** What you will do **
1. Answer each question using the article on drugs policy.
(a) According to David Blunkett's statement, what kind of offence would cannabis possession no longer be?
(b) What did Keith Hellawell say he had lacked in his previous post?
(c) What did Chris Mullin suggest Home Office officials were?
2. Continue the article on drugs policy from its last sentence.

Home Office director of drug strategy Sue Killen was pressed repeatedly on the issue by MPs on the Commons Home Affairs Committee.

The questioning comes in the wake of Home Secretary David Blunkett's statement that he wants to ease the UK's drugs laws so cannabis possession will no longer be an arrestable offence.

Ex-drugs tsar Keith Hellawell was another key expert who gave evidence to the committee, arguing he had neither real power nor real support in his previous post.

Policy shift's implications

The implications of what was seen as a major shift in the government's stance on drugs were the focus of much of the first session of the committee's inquiry into drugs policy.

Ms Killen stressed that supplying cannabis will remain illegal because the evidence suggested that allowing commercial sales increased the amount of users.

"We are not talking about decriminalisation in any way, shape or form. All the sanctions will remain criminal.

There's a huge debate raging in the outside world about whether decriminalisation is or is not a good thing

Chris Mullin
Labour MP
"Within the civil system, it tends to be quite rigid, whereas within the criminal justice system, there is some discretion that remains."

Committee chairman Chris Mullin suggested Home Office officials were "in denial" over what the public were really discussing.

He told Ms Killen: "There's a huge debate raging in the outside world about whether decriminalisation is or is not a good thing."

** Dataset excerpts **
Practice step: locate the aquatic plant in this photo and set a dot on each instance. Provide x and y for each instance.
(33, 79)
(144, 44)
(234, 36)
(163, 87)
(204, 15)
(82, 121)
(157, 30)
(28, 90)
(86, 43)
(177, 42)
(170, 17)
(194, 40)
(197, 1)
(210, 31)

** Results **
1.
(a) An arrestable offence.
(b) Real power and real support.
(c) "In denial" over what the public were really discussing.

2.
Radical options

And Conservative MP David Cameron said it was be disappointing if the radical options were not at least examined.

Ms Killen told the committee: "To my knowledge, we haven't sat down and done a major study on decriminalisation of all drugs, including Class A."

Keith Hellawell
Hellawell says he has not been sidelined
Another Home Office drugs unit official, Vic Hogg, said successive governments had seen the harm caused by drugs as "extremely serious".

The UK was signed up to conventions that said drugs supply and production should be a criminal offence, he added.

But Mr Mullin asked the officials to return to the committee by next Thursday with a set of arguments to rebut such ideas as decriminalising drugs.

He continued: "If no-one will address these issues from among our official witnesses, how are we to proceed?"

'No decriminalisation'

Former drugs tsar Mr Hellawell said in his evidence that he had yet to meet a heroin user who had not started on cannabis, although the same was true of normal cigarettes.

Rebutting media reports earlier this year, he continued: "I have never said that I do not believe cannabis to be a gateway drug. I do not know where this story has come from."

The committee did not ask Mr Hellawell if he agreed with the decision to reclassify cannabis from a Class 'B' to a Class 'C' drug.

'No sideliniining'

Mr Hellawell has now been moved to become the government's expert adviser on drugs policy.

He denied reports that he had been sidelined by Mr Blunkett, claiming he had neither real power nor real support in his previous post.

Mr Hellawell revealed his dislike for the title "tsar".

"It did not reflect in any way the job that I had or the powers or responsibility that I did not have," he said.

"If, as has portrayed, I was there to change the world single-handedly then clearly my critics would say I failed to do that."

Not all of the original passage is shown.